##### Provided records
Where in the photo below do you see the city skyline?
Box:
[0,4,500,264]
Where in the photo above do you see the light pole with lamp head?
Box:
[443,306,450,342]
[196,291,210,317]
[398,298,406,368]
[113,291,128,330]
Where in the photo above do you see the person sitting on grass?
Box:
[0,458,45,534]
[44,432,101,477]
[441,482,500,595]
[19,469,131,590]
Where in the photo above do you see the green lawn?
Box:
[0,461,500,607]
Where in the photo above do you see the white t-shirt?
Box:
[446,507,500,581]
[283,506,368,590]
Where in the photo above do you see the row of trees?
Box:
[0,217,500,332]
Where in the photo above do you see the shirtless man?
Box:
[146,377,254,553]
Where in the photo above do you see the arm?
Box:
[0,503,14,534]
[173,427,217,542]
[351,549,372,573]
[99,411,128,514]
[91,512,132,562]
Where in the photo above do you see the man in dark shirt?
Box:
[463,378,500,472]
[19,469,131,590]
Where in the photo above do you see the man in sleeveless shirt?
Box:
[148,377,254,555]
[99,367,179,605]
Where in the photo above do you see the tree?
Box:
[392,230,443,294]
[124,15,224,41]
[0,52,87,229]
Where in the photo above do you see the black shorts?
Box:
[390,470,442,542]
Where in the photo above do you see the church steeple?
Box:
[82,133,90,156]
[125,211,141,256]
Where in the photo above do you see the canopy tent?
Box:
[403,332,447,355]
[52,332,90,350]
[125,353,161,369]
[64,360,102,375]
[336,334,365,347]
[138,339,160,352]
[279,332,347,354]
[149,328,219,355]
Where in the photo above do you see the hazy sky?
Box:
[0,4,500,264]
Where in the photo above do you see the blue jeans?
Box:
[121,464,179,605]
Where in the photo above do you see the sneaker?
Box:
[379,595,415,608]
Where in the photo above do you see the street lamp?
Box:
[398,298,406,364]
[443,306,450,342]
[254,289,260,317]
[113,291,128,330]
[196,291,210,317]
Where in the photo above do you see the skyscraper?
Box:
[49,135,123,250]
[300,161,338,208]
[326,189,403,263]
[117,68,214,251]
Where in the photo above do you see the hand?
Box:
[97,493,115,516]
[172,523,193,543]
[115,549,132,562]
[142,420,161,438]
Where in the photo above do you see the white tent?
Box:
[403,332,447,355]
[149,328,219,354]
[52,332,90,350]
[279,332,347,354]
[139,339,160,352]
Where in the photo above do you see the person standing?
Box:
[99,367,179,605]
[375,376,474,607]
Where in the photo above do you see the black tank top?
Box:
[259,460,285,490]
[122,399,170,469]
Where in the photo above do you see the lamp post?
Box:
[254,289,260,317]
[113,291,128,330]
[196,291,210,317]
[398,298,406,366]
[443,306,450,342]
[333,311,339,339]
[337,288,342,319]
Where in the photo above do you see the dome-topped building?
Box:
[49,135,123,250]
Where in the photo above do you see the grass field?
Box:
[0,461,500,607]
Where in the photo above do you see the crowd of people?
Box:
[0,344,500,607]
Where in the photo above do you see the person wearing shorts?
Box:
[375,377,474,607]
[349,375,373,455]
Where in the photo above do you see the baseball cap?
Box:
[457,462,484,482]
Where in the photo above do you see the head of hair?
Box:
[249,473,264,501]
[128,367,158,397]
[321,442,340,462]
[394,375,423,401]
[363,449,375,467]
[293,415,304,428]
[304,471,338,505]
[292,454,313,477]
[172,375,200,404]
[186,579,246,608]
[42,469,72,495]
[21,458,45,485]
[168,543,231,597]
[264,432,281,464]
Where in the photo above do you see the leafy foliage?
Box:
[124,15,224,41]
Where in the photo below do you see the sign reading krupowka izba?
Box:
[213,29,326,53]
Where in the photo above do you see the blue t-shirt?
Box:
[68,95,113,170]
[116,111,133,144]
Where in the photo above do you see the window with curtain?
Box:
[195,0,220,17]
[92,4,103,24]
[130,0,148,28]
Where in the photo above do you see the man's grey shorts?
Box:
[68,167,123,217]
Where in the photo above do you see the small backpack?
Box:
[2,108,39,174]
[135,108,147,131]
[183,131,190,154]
##########
Please give every line of the items above as a Markdown table, leaving out blank lines. Use the columns "Row" for the row number and "Line" for the line.

Reply ::
| Row | Line |
|---|---|
| 1 | Where in the photo below do you see the city skyline? |
| 2 | Box: |
| 3 | [0,4,500,264] |
| 4 | Where in the photo above do you see the light pole with lamp head? |
| 5 | Box: |
| 6 | [443,306,450,342] |
| 7 | [196,291,210,317] |
| 8 | [398,298,406,368] |
| 9 | [113,291,128,330] |
| 10 | Where in the photo above do you see the person sitting on grass? |
| 11 | Box: |
| 12 | [0,458,45,534] |
| 13 | [44,432,101,477] |
| 14 | [441,482,500,595] |
| 15 | [19,469,131,590] |
| 16 | Where in the photo above do you see the green lawn? |
| 17 | Box: |
| 18 | [0,461,500,607] |
| 19 | Where in the photo above do you see the white t-shirt? |
| 20 | Box: |
| 21 | [446,507,500,581] |
| 22 | [283,506,368,590] |
| 23 | Where in the photo above do you see the row of trees? |
| 24 | Box: |
| 25 | [0,217,500,332] |
| 26 | Where in the photo above do you see the shirtless man? |
| 27 | Box: |
| 28 | [146,377,254,553] |
| 29 | Where in the photo above do you see the arm? |
| 30 | Box: |
| 31 | [0,503,14,534] |
| 32 | [173,427,217,542] |
| 33 | [351,549,372,573] |
| 34 | [99,411,128,514] |
| 35 | [91,512,132,562] |
| 36 | Where in the photo above do you see the man in dark shirt? |
| 37 | Box: |
| 38 | [463,378,500,472] |
| 39 | [19,469,131,590] |
| 40 | Where in the photo above do you see the man in sleeveless shirt? |
| 41 | Box: |
| 42 | [148,377,254,555] |
| 43 | [99,367,179,605] |
| 44 | Where in the photo above do you see the tree? |
| 45 | Box: |
| 46 | [392,230,443,294] |
| 47 | [124,15,224,41] |
| 48 | [0,52,87,229] |
| 49 | Where in the photo above do you see the black shorts? |
| 50 | Box: |
| 51 | [390,470,442,542] |
| 52 | Where in the photo above do you see the church steeple? |
| 53 | Box: |
| 54 | [82,133,90,156] |
| 55 | [125,211,141,256] |
| 56 | Where in the photo above do you see the canopy tent? |
| 57 | Box: |
| 58 | [403,332,447,355] |
| 59 | [52,332,90,350] |
| 60 | [125,353,161,369] |
| 61 | [64,360,102,375] |
| 62 | [336,334,365,347] |
| 63 | [138,339,160,352] |
| 64 | [279,332,347,354] |
| 65 | [149,328,219,355] |
| 66 | Where in the photo above do you see the hazy sky? |
| 67 | Box: |
| 68 | [0,4,500,264] |
| 69 | Where in the photo above do you see the blue jeans? |
| 70 | Box: |
| 71 | [121,464,179,605] |
| 72 | Where in the photo above do you see the sneaker? |
| 73 | Box: |
| 74 | [379,595,415,608] |
| 75 | Where in the photo above do you see the street lamp? |
| 76 | Box: |
| 77 | [398,298,406,364] |
| 78 | [443,306,450,342] |
| 79 | [254,289,260,317] |
| 80 | [113,291,128,330] |
| 81 | [196,291,210,317] |
| 82 | Where in the photo above do you see the skyscraper? |
| 83 | Box: |
| 84 | [49,135,123,250] |
| 85 | [300,161,338,208] |
| 86 | [326,189,403,263] |
| 87 | [117,68,214,251] |
| 88 | Where in the photo above do you see the hand? |
| 89 | Box: |
| 90 | [97,493,115,516] |
| 91 | [172,523,193,543] |
| 92 | [115,549,132,562] |
| 93 | [142,420,161,438] |
| 94 | Where in the photo above do you see the white tent? |
| 95 | Box: |
| 96 | [403,332,447,355] |
| 97 | [149,328,219,354] |
| 98 | [52,332,90,350] |
| 99 | [279,332,347,354] |
| 100 | [139,339,160,352] |
| 101 | Where in the photo above do you see the person standing? |
| 102 | Box: |
| 103 | [99,367,179,605] |
| 104 | [375,376,474,607] |
| 105 | Where in the photo above do you see the black tank top? |
| 106 | Box: |
| 107 | [259,460,285,490] |
| 108 | [122,399,170,469] |
| 109 | Where in the photo above do you see the lamp post? |
| 110 | Box: |
| 111 | [254,289,260,317] |
| 112 | [113,291,128,330] |
| 113 | [196,291,210,317] |
| 114 | [398,298,406,366] |
| 115 | [443,306,450,342] |
| 116 | [333,311,339,339] |
| 117 | [337,288,342,319] |
| 118 | Where in the photo above do you see the dome-topped building? |
| 119 | Box: |
| 120 | [49,135,123,250] |
| 121 | Where in the photo above do you see the grass field? |
| 122 | Box: |
| 123 | [0,461,500,607] |
| 124 | Where in the photo above do you see the crowd of people? |
| 125 | Box: |
| 126 | [0,344,500,607] |
| 127 | Where in the photo above do you see the person wearing shorts? |
| 128 | Box: |
| 129 | [375,377,474,607] |
| 130 | [349,375,373,455] |
| 131 | Where in the photo above do you see the baseball cap? |
| 132 | Box: |
| 133 | [457,462,484,482] |
| 134 | Where in the photo above do you see the head of hair? |
| 135 | Box: |
| 136 | [249,473,264,501] |
| 137 | [128,367,158,397] |
| 138 | [321,442,340,462] |
| 139 | [394,375,423,401] |
| 140 | [363,449,375,467] |
| 141 | [293,415,304,428] |
| 142 | [304,471,338,505] |
| 143 | [292,454,313,477] |
| 144 | [172,375,200,404] |
| 145 | [186,579,246,608] |
| 146 | [42,469,72,495] |
| 147 | [21,458,45,485] |
| 148 | [168,543,231,597] |
| 149 | [264,432,281,464] |
| 150 | Where in the photo above do you see the leafy foliage? |
| 151 | Box: |
| 152 | [124,15,224,41] |
| 153 | Where in the photo below do you see the sign reading krupowka izba? |
| 154 | Box: |
| 155 | [213,29,326,53] |
| 156 | Where in the photo above do you see the blue t-shirt? |
| 157 | Box: |
| 158 | [68,95,113,170] |
| 159 | [116,111,133,144] |
| 160 | Where in the photo above do you see the window with curtain? |
| 161 | Box: |
| 162 | [195,0,220,17] |
| 163 | [92,4,103,24] |
| 164 | [130,0,148,28] |
| 165 | Where in the photo above do you see the man's grey shorts? |
| 166 | Box: |
| 167 | [68,167,123,217] |
| 168 | Where in the photo above do you see the small backpack? |
| 169 | Box: |
| 170 | [2,108,39,174] |
| 171 | [135,108,147,131] |
| 172 | [183,131,190,154] |